DIRECTION: Starting with the line that includes "In the picture above, where can the lips", write out every remaining line of the records below exactly as it appears, leaving out any images.

Excerpts of pointing data:
++++++++++

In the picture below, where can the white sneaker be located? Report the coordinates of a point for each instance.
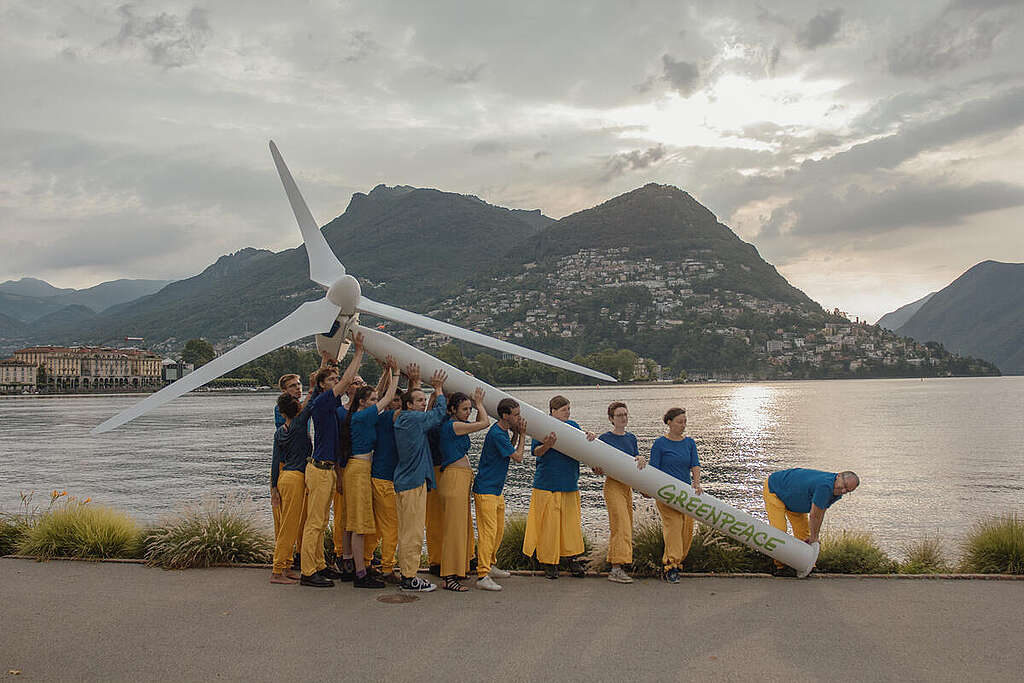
(620, 577)
(487, 584)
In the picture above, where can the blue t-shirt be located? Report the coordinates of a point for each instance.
(453, 446)
(675, 458)
(494, 467)
(555, 470)
(411, 428)
(326, 443)
(799, 487)
(385, 455)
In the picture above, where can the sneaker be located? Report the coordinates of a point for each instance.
(619, 575)
(417, 585)
(487, 584)
(316, 581)
(368, 581)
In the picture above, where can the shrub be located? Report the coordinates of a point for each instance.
(79, 529)
(852, 552)
(924, 556)
(208, 535)
(994, 546)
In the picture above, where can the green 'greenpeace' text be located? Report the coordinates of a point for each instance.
(716, 518)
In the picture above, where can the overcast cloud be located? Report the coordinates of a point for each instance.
(870, 151)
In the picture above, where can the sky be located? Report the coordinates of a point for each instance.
(871, 151)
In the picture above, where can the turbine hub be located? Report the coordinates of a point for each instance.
(345, 294)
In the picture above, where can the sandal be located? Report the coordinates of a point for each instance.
(453, 584)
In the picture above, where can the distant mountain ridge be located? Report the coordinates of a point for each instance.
(980, 313)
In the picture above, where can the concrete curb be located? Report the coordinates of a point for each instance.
(592, 574)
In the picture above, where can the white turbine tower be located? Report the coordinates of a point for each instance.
(342, 303)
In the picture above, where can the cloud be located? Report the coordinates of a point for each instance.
(682, 76)
(820, 30)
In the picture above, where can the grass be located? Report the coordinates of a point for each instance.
(79, 529)
(994, 546)
(852, 552)
(208, 535)
(924, 556)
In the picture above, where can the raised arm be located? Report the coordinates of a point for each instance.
(353, 367)
(482, 421)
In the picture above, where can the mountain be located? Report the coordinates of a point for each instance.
(29, 299)
(896, 318)
(404, 244)
(980, 313)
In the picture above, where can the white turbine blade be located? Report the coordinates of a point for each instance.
(401, 315)
(325, 268)
(309, 318)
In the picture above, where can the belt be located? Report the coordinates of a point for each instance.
(321, 464)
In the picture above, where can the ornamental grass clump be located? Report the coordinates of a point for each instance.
(76, 528)
(208, 535)
(924, 556)
(852, 552)
(994, 546)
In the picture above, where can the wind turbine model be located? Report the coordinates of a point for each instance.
(335, 317)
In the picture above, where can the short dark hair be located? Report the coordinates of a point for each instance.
(673, 414)
(506, 406)
(289, 406)
(614, 406)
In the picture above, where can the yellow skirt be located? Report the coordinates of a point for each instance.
(553, 528)
(358, 498)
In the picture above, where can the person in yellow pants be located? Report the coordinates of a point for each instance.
(291, 449)
(322, 477)
(454, 484)
(619, 497)
(488, 500)
(801, 497)
(553, 527)
(676, 455)
(414, 473)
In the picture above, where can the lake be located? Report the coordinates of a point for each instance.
(934, 456)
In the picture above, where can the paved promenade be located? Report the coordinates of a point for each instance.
(80, 621)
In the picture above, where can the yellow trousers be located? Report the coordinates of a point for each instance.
(457, 538)
(412, 508)
(677, 529)
(553, 528)
(320, 486)
(358, 498)
(489, 529)
(777, 516)
(435, 521)
(619, 502)
(386, 523)
(292, 486)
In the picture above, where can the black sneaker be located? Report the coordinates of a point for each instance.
(578, 569)
(368, 581)
(329, 572)
(416, 585)
(316, 581)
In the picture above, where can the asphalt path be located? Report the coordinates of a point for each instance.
(82, 621)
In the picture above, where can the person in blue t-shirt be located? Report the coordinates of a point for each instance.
(454, 483)
(676, 455)
(492, 471)
(619, 496)
(802, 496)
(553, 526)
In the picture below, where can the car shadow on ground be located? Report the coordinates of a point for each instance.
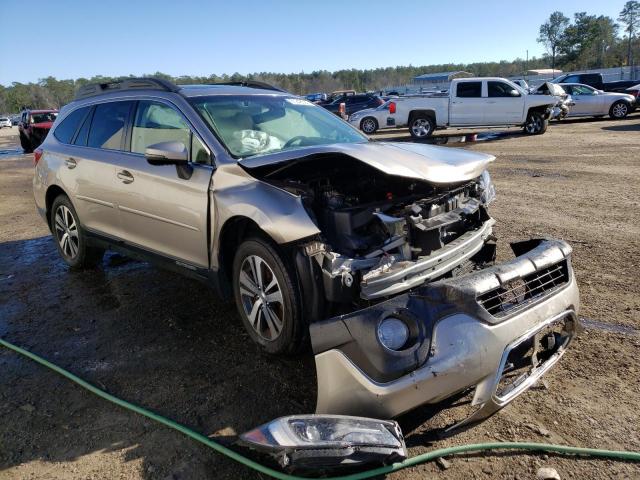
(145, 335)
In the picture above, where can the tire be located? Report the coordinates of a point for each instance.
(536, 123)
(369, 125)
(26, 144)
(619, 110)
(421, 126)
(270, 312)
(70, 238)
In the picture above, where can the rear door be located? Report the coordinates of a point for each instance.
(504, 104)
(90, 160)
(467, 105)
(164, 209)
(586, 101)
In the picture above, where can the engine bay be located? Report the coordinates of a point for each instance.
(374, 224)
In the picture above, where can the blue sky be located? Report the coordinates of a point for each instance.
(70, 39)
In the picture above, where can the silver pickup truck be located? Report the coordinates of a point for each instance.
(470, 102)
(381, 255)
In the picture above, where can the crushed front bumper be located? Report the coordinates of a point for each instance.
(467, 330)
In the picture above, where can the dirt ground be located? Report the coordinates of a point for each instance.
(164, 342)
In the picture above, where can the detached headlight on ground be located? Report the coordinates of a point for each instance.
(327, 442)
(393, 333)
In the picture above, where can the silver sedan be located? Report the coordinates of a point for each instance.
(589, 102)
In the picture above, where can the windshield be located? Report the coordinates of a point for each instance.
(44, 117)
(258, 124)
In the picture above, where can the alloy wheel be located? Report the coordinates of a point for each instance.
(534, 124)
(421, 127)
(261, 297)
(620, 110)
(66, 229)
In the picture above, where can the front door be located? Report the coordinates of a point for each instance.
(467, 105)
(504, 104)
(164, 209)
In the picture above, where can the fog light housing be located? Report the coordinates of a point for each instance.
(327, 442)
(393, 333)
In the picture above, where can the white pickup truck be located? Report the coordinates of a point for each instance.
(471, 102)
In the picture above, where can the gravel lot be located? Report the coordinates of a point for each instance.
(164, 342)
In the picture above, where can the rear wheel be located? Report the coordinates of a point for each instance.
(369, 125)
(267, 298)
(536, 124)
(421, 126)
(619, 110)
(71, 240)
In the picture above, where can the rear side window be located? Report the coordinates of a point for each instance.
(156, 122)
(69, 126)
(469, 89)
(499, 89)
(108, 125)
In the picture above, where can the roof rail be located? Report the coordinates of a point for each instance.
(94, 89)
(252, 84)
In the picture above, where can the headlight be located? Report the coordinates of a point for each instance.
(327, 442)
(487, 188)
(393, 333)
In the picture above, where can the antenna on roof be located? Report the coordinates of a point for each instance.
(93, 89)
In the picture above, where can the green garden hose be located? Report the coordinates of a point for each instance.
(418, 459)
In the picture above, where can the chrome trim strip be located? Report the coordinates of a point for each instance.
(156, 217)
(96, 201)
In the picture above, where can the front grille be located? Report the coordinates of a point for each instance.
(517, 294)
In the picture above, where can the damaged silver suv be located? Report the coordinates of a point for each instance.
(297, 216)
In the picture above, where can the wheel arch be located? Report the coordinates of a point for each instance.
(52, 193)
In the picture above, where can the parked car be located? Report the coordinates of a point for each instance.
(316, 97)
(471, 102)
(596, 81)
(589, 102)
(353, 103)
(275, 202)
(34, 126)
(562, 108)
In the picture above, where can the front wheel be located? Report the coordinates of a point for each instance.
(267, 298)
(422, 126)
(536, 124)
(369, 125)
(619, 110)
(71, 240)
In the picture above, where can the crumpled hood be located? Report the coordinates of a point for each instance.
(434, 164)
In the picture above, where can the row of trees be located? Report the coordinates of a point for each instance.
(52, 93)
(586, 41)
(591, 41)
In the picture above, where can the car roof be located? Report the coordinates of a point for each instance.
(205, 90)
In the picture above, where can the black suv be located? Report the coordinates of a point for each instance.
(354, 103)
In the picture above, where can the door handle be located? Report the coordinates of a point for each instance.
(125, 176)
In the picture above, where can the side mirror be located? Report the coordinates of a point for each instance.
(167, 153)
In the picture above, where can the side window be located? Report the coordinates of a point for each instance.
(156, 122)
(65, 131)
(499, 89)
(83, 133)
(469, 89)
(199, 153)
(108, 125)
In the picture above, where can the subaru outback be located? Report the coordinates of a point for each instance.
(381, 255)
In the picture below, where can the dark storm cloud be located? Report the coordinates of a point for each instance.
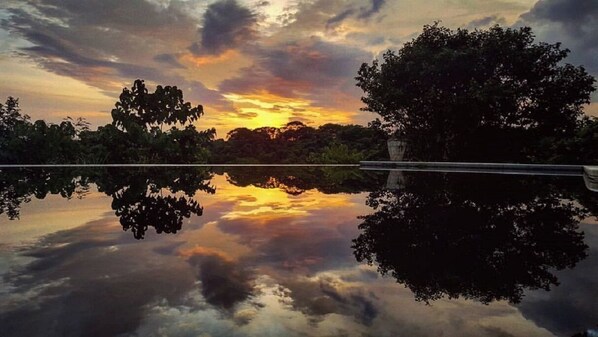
(487, 21)
(358, 12)
(109, 43)
(574, 23)
(309, 68)
(223, 283)
(99, 284)
(168, 59)
(226, 25)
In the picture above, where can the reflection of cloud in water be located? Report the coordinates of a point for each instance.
(95, 290)
(571, 307)
(284, 275)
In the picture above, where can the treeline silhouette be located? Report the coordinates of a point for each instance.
(157, 128)
(298, 143)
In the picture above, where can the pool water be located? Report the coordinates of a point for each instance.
(263, 251)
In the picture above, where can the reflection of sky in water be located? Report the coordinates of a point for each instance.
(259, 262)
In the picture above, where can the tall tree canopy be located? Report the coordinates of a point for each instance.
(476, 95)
(164, 106)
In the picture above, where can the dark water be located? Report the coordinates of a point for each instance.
(295, 251)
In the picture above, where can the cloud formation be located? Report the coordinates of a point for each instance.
(574, 23)
(226, 25)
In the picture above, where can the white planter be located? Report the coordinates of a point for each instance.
(396, 149)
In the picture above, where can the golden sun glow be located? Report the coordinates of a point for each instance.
(267, 109)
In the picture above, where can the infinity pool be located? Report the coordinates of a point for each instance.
(263, 251)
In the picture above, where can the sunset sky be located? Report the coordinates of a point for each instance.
(249, 62)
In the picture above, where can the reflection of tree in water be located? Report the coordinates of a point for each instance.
(141, 198)
(296, 180)
(479, 237)
(19, 185)
(144, 198)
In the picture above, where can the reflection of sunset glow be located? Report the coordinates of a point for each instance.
(270, 203)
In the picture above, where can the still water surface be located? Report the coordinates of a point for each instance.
(295, 251)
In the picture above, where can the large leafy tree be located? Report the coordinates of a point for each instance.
(137, 106)
(476, 95)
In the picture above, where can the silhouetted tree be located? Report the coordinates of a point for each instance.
(488, 95)
(138, 107)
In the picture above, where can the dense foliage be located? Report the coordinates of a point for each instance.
(23, 141)
(483, 95)
(297, 143)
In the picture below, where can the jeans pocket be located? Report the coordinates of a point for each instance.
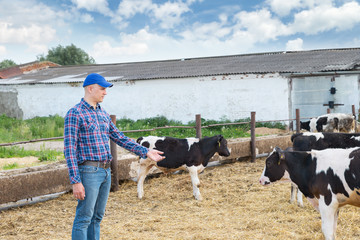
(88, 169)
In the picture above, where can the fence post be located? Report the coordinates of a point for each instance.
(252, 142)
(114, 163)
(297, 120)
(198, 125)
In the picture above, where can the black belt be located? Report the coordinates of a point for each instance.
(96, 164)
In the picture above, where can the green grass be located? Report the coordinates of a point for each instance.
(13, 130)
(10, 166)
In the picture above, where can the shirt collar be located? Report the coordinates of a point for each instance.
(87, 105)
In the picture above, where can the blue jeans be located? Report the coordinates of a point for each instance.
(90, 211)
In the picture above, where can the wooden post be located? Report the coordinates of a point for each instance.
(252, 142)
(114, 163)
(198, 125)
(354, 114)
(297, 120)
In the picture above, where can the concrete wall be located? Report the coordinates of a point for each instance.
(214, 97)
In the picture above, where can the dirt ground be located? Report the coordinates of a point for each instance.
(235, 206)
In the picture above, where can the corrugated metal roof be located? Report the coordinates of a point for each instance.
(274, 62)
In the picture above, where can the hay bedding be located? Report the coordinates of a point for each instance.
(235, 206)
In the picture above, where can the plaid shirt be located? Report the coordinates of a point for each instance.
(87, 132)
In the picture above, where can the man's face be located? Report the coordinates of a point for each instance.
(97, 93)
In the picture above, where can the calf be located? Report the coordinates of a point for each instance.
(329, 178)
(191, 154)
(332, 122)
(319, 141)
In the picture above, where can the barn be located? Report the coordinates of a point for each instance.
(273, 84)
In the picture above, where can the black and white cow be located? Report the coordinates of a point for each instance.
(329, 178)
(319, 141)
(332, 122)
(191, 154)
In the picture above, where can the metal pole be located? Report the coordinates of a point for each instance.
(198, 125)
(354, 114)
(297, 120)
(114, 162)
(252, 142)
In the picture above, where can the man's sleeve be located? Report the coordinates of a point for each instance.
(71, 131)
(129, 144)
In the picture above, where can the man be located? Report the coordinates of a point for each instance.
(87, 131)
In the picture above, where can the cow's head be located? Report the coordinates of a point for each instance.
(305, 125)
(222, 148)
(274, 167)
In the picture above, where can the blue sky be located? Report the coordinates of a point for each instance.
(145, 30)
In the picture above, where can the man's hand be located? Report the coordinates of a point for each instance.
(155, 155)
(78, 191)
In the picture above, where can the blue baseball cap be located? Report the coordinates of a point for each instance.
(94, 78)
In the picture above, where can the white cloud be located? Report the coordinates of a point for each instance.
(283, 8)
(213, 30)
(2, 50)
(33, 35)
(294, 45)
(169, 13)
(321, 19)
(86, 18)
(128, 8)
(100, 6)
(260, 25)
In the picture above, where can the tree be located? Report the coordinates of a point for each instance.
(7, 63)
(69, 55)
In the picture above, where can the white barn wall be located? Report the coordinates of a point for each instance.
(47, 99)
(231, 97)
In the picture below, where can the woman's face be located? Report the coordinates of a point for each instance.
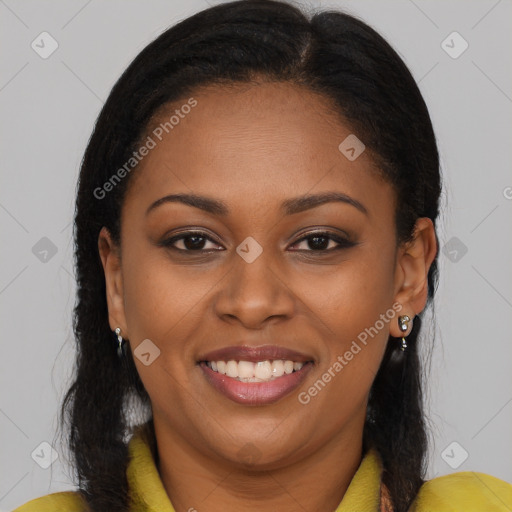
(251, 278)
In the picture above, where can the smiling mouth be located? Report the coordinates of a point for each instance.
(260, 371)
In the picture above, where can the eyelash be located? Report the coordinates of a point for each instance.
(343, 243)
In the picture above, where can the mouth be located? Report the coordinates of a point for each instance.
(255, 375)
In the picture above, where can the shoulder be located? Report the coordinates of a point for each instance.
(466, 491)
(68, 501)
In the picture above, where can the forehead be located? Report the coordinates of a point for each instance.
(251, 143)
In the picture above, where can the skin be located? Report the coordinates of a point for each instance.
(254, 146)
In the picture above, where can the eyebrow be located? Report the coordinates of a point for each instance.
(290, 206)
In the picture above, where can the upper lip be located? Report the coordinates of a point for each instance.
(255, 354)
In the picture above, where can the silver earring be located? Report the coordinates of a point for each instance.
(403, 325)
(120, 343)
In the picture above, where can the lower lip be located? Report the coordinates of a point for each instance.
(255, 393)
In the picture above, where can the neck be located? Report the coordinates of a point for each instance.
(317, 481)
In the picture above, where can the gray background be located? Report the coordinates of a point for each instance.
(48, 107)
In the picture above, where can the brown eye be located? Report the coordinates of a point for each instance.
(322, 241)
(191, 241)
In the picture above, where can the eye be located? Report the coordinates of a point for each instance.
(191, 241)
(320, 241)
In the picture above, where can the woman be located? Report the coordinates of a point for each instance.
(255, 247)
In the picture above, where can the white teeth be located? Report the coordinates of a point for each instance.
(221, 367)
(278, 368)
(245, 369)
(262, 371)
(232, 369)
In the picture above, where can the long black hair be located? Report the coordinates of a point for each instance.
(370, 87)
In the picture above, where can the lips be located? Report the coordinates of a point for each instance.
(255, 354)
(255, 393)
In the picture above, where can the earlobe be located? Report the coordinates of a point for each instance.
(110, 259)
(413, 264)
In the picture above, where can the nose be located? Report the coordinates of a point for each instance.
(255, 294)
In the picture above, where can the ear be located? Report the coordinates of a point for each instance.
(111, 260)
(411, 274)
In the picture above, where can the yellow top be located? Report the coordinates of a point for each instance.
(459, 492)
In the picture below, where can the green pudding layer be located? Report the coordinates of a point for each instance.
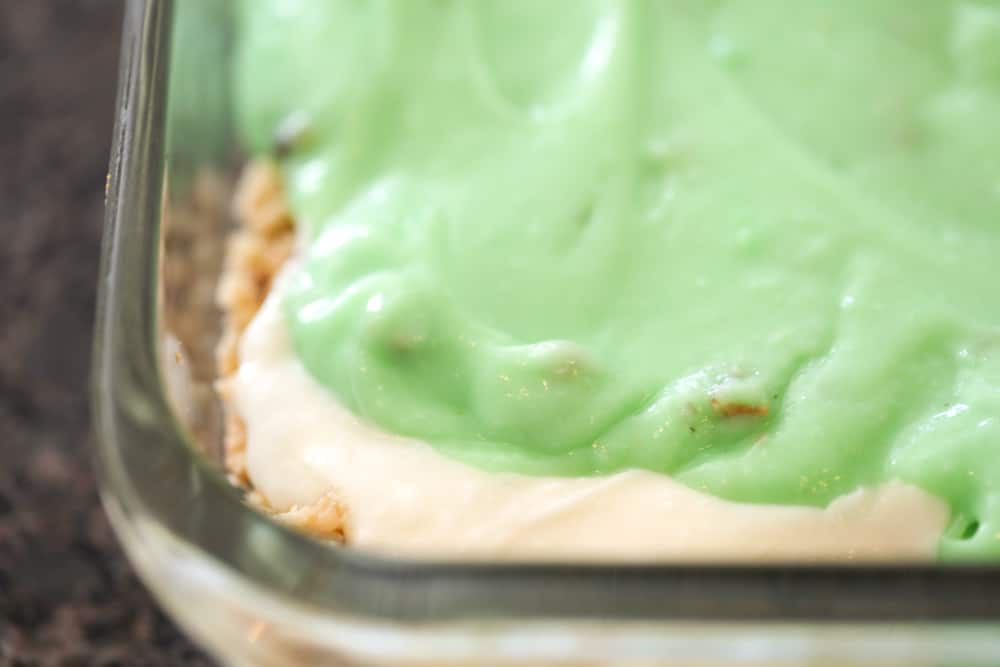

++++++++++

ANSWER FOR THE TASK:
In the picture above, where can the lips be located? Report the coordinates of a point for each instance.
(255, 354)
(255, 393)
In the picture above, where can the earlobe be located? Report the coordinates of a point for each instance.
(110, 259)
(413, 264)
In the picture above, where can the nose be located? Report the coordinates of a point for each instance.
(255, 294)
In the picture above, where can the ear be located? Report the coordinates of a point for each instance.
(111, 260)
(411, 274)
In the picture above, where can the yellow top be located? Report the coordinates of a point for each instance.
(459, 492)
In the picture below, where can the green pudding layer be located? Report the coordinates of a point for each instance.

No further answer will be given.